Work order » The output should be limited to the line holding "Target: sky" and the lines after it through the end of the entries, each restated exactly.

Given records »
########

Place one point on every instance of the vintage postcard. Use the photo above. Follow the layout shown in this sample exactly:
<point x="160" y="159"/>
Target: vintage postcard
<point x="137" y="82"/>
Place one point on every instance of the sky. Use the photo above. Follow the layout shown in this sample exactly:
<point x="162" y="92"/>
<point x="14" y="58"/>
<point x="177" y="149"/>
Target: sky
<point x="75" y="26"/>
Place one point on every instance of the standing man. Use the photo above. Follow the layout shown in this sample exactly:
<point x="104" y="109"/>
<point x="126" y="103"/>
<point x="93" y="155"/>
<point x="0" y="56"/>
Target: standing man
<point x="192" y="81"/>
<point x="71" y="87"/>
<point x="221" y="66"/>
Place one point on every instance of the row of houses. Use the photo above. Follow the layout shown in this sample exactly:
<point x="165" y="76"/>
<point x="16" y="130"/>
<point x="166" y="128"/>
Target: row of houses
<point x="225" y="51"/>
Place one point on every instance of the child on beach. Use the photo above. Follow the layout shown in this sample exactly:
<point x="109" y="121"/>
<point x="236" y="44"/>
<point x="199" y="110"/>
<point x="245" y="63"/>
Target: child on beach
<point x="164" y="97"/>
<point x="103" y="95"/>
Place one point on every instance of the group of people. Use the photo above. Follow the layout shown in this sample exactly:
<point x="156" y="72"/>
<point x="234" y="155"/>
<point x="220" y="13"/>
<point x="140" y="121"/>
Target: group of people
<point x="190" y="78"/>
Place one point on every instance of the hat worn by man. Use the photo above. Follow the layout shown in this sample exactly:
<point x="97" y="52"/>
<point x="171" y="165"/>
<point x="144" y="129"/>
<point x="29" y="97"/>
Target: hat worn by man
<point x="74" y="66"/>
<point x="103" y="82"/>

########

Solved problem »
Target: sky
<point x="75" y="26"/>
Place one point on every instance of the standing man. Use the photo above. Follow the layout shown in this sample exactly:
<point x="104" y="109"/>
<point x="126" y="103"/>
<point x="93" y="155"/>
<point x="0" y="56"/>
Target: standing man
<point x="192" y="81"/>
<point x="71" y="87"/>
<point x="221" y="66"/>
Place one point on every instance of the row of houses. Use the photo above. Follow the layout shown in this sample exactly:
<point x="165" y="76"/>
<point x="16" y="130"/>
<point x="166" y="128"/>
Target: row of houses
<point x="225" y="51"/>
Place one point on every instance of the child on beach. Use the photo above. Follow the layout shown in this sample exactly:
<point x="109" y="121"/>
<point x="236" y="44"/>
<point x="199" y="110"/>
<point x="245" y="63"/>
Target: child on beach
<point x="164" y="97"/>
<point x="103" y="95"/>
Place one point on every instance of the group of people. Use the photo above. Follow the layout shown in this sample exactly:
<point x="156" y="72"/>
<point x="234" y="155"/>
<point x="220" y="13"/>
<point x="140" y="121"/>
Target: group of people
<point x="190" y="78"/>
Place one point on every instance of the hat worn by man. Use the photo above. Follow the layout shown in this sample exactly:
<point x="97" y="52"/>
<point x="171" y="165"/>
<point x="144" y="129"/>
<point x="29" y="97"/>
Target: hat worn by man
<point x="74" y="66"/>
<point x="103" y="82"/>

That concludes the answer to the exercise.